(提示文):
--------

調べたところPeatixはイベントタイトル内のキーワードのみで検索にヒットさせているようです。当初はタイトル・サブタイトルをそのまま応募ページのイベント名に設定していたのですが、なかなか集客に結びつかないと判断し、Peatixの応募ページ限定でもう少し具体的なワードを入れ込みました。

  • 掲載当初:「ノンプログラマーズ・テックキャンプ2025〜明日への一歩につながる、ここが僕らのベースキャンプ〜」
  • 改良後:ノンプログラマーズ・テックキャンプ2025 ~AIやAppSheet、Excel活用術も学べる!業務改善・DXの祭典~

これで目的のキーワードでヒットするようになり、実際にPeatixで見つけてイベントに訪れたという方もいらっしゃったようです。

次に準備を行ったのが公式サイトです。

Peatixの応募ページはイベントの終了後はもう使用することがないので、コミュニティの資産となるように、公式サイトも急遽用意しました。

制作については僕が手を動かしても意味がないと思い、せっかくなのでWebのページをあまり作った経験が無いメンバーに行っていただきました。途中からガリガリと手を動かしてJS周りを実装してくれた人もいたりと、とても助かりました。ここでもCursorでコーディングしたりと、AIがフル活用されました。

僕が本格的に手を動かしたのは、イベント直前の最終調整ぐらいでした。

BGM

休憩時間などに流すBGMは、僕ともう1人のメンバーで制作を行いました。世界観に合わせ、ファンタジー要素強め・ボーカルなしの曲にこだわりました。とはいえゼロから作曲するのではなく、ここでも生成AIを活用しました。用いた手法を解説します。

--------

(生データ):

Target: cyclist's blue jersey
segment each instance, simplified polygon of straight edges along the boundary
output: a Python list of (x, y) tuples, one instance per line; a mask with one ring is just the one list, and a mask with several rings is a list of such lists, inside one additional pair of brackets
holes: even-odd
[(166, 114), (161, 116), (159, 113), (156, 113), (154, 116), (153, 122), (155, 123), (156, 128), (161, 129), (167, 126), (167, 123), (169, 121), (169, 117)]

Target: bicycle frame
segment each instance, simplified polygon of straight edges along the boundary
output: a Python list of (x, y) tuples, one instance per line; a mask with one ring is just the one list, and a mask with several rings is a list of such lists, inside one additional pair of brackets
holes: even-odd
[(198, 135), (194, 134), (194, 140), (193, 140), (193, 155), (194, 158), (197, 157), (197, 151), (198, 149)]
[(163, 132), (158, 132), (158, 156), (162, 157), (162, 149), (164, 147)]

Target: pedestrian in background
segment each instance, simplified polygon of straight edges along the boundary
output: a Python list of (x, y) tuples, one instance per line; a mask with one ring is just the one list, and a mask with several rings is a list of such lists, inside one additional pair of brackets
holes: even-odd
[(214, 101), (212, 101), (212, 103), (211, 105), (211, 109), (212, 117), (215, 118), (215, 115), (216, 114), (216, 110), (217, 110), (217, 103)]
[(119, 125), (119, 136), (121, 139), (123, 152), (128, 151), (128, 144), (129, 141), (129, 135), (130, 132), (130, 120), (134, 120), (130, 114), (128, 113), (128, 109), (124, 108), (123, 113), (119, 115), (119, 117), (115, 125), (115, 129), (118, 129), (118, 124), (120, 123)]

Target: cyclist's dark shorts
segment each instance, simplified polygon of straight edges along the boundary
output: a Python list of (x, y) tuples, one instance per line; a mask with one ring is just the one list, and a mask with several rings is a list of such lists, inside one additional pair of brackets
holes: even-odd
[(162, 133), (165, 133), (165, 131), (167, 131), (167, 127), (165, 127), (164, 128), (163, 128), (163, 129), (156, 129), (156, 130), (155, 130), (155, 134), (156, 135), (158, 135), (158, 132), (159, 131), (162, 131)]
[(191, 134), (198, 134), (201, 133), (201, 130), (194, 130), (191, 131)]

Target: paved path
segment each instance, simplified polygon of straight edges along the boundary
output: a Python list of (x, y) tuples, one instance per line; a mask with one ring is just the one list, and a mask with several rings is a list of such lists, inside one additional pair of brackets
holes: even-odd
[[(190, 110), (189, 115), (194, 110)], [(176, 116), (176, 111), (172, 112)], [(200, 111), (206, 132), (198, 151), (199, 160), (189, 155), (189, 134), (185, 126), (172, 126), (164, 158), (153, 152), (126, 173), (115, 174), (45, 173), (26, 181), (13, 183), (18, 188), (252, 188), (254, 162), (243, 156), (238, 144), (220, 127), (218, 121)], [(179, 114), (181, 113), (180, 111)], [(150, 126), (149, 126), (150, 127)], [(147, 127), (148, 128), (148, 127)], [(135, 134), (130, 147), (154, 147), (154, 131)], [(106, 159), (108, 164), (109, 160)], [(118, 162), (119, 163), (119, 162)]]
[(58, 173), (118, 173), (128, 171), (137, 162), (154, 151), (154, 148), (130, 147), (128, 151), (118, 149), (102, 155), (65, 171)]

--------

(課題一覧):
1. 提示文によると、Peatixは何をもとに検索にヒットさせているようですか。
2. イベント準備について書かれた提示文の続きを書き進めてください。

(回答):
1. イベントタイトル内のキーワードのみで検索にヒットさせているようです。

2.
はじめにChatGPTで「こんなイメージでこういった曲調で、冒険者がこういったシチュエーションで流れる曲」といった感じで英語のプロンプトを生成。

次に生成したプロンプトを、AI作曲サービスのSunoに読み込ませ曲を作っていきました。

Sunoが出力した曲は、音量のばらつきや低音の弱さが気になったため、DAW(音楽制作ソフト)に取り込み補正。また当日の運用を加味して、流すシチュエーションの時間に合わせて曲を繋ぎ合わせ、1つの音声ファイルにしていきました。例えば15分の休憩時間に合わせ、その長さに複数の曲を繋ぎ合わせていくイメージです。

ただし低音補正は、会場の環境や懇親会の賑やかさの中では効果は薄かったと思います。

他のメンバーの動き

他にも当日の運営に関わる準備を行なったチームは、パンフレットやチラシなどの紙媒体を制作したチーム、懇親会の準備を行なったチーム、登壇者のチームなど総勢53名のノンプロ研メンバーの皆さんがイベント運営に携わりました。

当日の様子

当日は開始の3時間ほど前にサイボウズ様のオフィスに入り、皆でいろいろ準備しました。司会や登壇者の皆さんは、もちろんリハーサルを行ったり、会場準備や受付のチームは設営を行っていました。(会場準備が想像の10倍ぐらい大変なことを認識した…)

僕は音響の手伝いやタイムキープの担当だったので、そのあたりの準備をしていました。

あとはXの公式アカウントで、ひたすら会場の様子やメイン会場のセッション内容や協賛をいただいた企業様の紹介をポストしていました。広報の締めくくりです。

他のITイベントであまり見られない、独自性のあるものも行われましたので紹介します。

ノンプロクエスト

イベント用のアプリ開発チームが、ファンタジー風の世界観から着想を得た「ノンプロクエスト」という独自アプリを用意しました。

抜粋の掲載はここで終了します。